TEXT EXTRACT:
* begin *

9. The significant economic transformation created by the nationalist Arab regimes consisted of liberal measures and the submission of the national sources of Arab countries to the international organizations of the Imperialism and the multi-national corporations. During the 80’s Egypt, Sudan, Morocco, Tunisia, Jordan, and in the following decade, Lebanon, Algeria and Yemen signed technical and financial agreements with IMF and the World Bank. In 2000 Libya and Syria also took steps in the same direction. Gaddafi could easily buy weapons from Spain and Germany. The family of Ben Ali, who ran Tunisia as a private company, could welcome the French ministers with private jets and luxury yachts in order to continue exporting 50 percent of the business products to European markets and offer U.S. investors extreme facilities in his country. In Morocco while the income distribution, poverty and unemployment levels reach to inhumane levels, the monarchy could spend 1,000 million dollars for the construction of the port free trade zone in Tangier. The monarchies in Jordan and Bahrain also signed free trade agreements with the U.S. In 2009 Egypt was celebrating the high note that it received by the International Finance Cooperation and the World Bank, while seemingly it was gratified that these institutions haven’t mentioned the level of unemployment, the imbalance in the distribution of income and the misery that reigned in the slums surrounding Cairo, in their reports.

* end *

WRITTEN REQUEST 1: According to the text on Arab regimes and international lenders, how much did the Moroccan monarchy spend on the port free trade zone in Tangier?
WRITTEN REQUEST 2: Carry the passage on Arab regimes and international lenders forward from its last sentence, writing the next paragraph.

SUPPLIED INFORMATION:
* begin *

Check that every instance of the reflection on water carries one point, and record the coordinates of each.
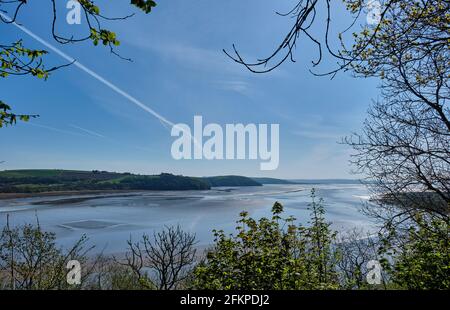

* end *

WRITTEN ANSWER 1: 1,000 million dollars.

WRITTEN ANSWER 2:
Tunisia and Egypt

10. In the late 2010 the self-immolation of Mohammad Bouazizi to protest the confiscation of his vegetable cart and his goods by the police sparkled a revolution in a country where the unemployment rate reached %31 and pushed thousands of young, unemployed and poor masses against the regime. When the demonstrations took a permanent character and when the working class participated the revolt with a wave of strikes, a 24 year dictator Ben Ali was overthrown. The participation of working class even lead to ruptures in the UGTT, and many local unions broke with bureaucracy and joined the revolution actively, even being the vanguard of the protests in some areas. After the fall of the dictator, the strikes and labor struggles have continued and they have reached numbers exceeding 1,500.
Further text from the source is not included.